Entries taken from a collection ▸
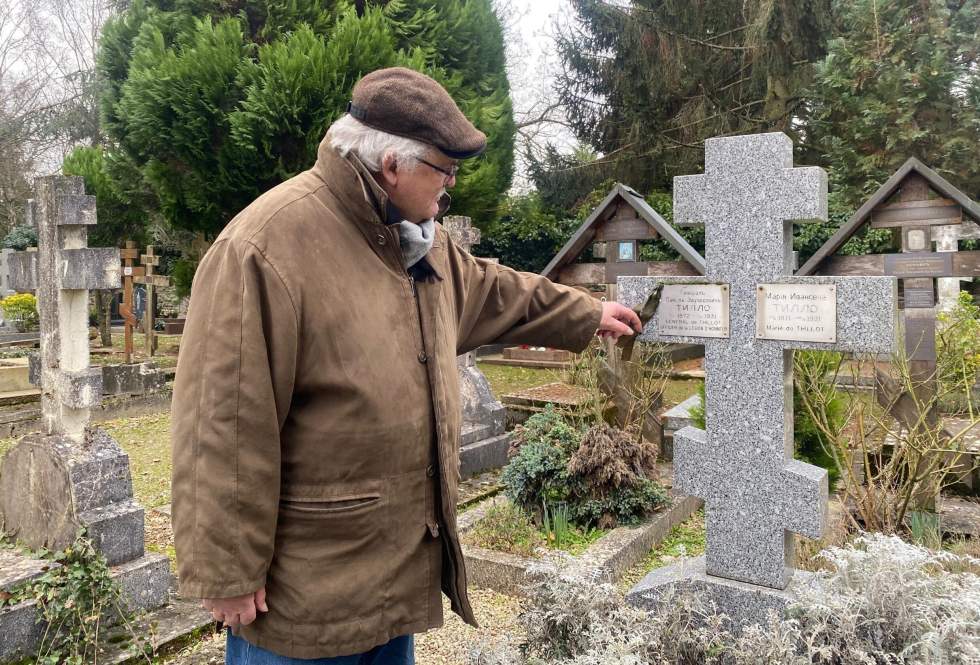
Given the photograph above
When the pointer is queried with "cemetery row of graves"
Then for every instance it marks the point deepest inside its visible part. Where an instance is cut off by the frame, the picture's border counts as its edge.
(782, 468)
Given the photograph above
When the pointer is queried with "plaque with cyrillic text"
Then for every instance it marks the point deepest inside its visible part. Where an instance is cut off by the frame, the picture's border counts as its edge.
(693, 310)
(797, 312)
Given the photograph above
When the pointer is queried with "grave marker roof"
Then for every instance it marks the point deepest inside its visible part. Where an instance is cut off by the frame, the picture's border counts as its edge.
(912, 166)
(587, 231)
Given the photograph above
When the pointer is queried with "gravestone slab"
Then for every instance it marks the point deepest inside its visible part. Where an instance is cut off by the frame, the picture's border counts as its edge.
(71, 476)
(484, 438)
(756, 495)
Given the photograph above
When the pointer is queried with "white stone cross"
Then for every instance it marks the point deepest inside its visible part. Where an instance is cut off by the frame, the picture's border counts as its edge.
(756, 495)
(62, 271)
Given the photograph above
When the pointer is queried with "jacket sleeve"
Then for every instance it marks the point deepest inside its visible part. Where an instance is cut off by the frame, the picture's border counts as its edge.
(234, 383)
(495, 303)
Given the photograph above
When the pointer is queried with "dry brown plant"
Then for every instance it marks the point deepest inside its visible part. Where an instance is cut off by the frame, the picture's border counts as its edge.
(892, 457)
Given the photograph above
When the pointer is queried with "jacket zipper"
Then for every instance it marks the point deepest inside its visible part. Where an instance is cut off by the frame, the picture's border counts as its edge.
(433, 528)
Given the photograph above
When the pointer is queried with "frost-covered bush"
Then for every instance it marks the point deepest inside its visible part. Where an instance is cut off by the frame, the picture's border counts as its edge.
(885, 602)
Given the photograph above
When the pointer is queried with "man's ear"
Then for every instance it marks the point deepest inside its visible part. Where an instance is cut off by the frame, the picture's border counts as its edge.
(389, 170)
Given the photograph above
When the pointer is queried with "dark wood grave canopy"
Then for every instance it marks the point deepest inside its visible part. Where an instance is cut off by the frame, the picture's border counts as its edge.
(622, 219)
(915, 213)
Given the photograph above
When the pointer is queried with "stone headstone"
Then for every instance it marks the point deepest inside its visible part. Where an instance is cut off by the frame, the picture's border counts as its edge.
(71, 476)
(750, 313)
(484, 439)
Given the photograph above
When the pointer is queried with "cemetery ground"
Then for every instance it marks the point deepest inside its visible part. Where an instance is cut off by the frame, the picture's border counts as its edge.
(146, 440)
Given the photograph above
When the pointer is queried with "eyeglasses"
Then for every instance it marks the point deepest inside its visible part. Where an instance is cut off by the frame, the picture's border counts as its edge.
(449, 173)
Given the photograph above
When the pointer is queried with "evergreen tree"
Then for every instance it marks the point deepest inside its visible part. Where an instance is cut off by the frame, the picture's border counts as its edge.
(212, 102)
(900, 80)
(645, 82)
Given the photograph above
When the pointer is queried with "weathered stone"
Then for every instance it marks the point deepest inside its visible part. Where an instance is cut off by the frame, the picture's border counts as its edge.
(744, 604)
(20, 632)
(481, 411)
(756, 495)
(81, 389)
(91, 268)
(22, 270)
(5, 288)
(48, 484)
(132, 379)
(116, 530)
(17, 569)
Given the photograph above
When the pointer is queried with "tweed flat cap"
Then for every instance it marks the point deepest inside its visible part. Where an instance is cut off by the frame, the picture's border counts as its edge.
(406, 103)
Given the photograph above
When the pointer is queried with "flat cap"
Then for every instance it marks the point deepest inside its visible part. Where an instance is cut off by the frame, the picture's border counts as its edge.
(406, 103)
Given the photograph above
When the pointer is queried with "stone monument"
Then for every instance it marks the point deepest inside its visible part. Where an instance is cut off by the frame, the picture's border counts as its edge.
(750, 313)
(70, 476)
(484, 441)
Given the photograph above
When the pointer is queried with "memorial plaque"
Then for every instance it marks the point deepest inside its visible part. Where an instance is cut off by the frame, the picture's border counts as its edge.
(798, 312)
(694, 310)
(926, 264)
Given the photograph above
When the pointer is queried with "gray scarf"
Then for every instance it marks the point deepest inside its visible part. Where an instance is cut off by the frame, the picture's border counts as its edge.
(416, 240)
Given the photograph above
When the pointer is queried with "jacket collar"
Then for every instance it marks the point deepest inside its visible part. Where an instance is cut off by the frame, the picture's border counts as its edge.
(352, 184)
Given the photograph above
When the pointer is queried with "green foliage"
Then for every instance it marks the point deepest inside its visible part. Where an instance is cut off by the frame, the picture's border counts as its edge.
(119, 218)
(526, 236)
(182, 276)
(926, 530)
(21, 237)
(810, 442)
(958, 351)
(899, 80)
(551, 466)
(506, 528)
(77, 600)
(21, 308)
(210, 104)
(645, 82)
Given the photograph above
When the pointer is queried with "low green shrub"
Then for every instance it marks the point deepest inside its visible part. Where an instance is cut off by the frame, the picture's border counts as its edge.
(506, 528)
(881, 601)
(21, 309)
(604, 475)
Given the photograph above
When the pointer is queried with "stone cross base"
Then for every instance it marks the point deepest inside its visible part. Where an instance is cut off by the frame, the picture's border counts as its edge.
(745, 604)
(484, 440)
(50, 487)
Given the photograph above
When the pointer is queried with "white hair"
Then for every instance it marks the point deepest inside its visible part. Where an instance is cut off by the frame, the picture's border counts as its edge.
(371, 146)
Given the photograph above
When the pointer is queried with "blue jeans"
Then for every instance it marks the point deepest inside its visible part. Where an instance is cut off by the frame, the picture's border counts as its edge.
(399, 651)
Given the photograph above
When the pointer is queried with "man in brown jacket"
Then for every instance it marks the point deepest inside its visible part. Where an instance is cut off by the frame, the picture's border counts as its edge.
(316, 417)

Task requirements ▸
Wherever the word "cemetery" appears in a line of the data, copy that line.

Exercise answer ▸
When the pointer is queried with "cemetery row of graves"
When the pointer is queried with "cemetery ground"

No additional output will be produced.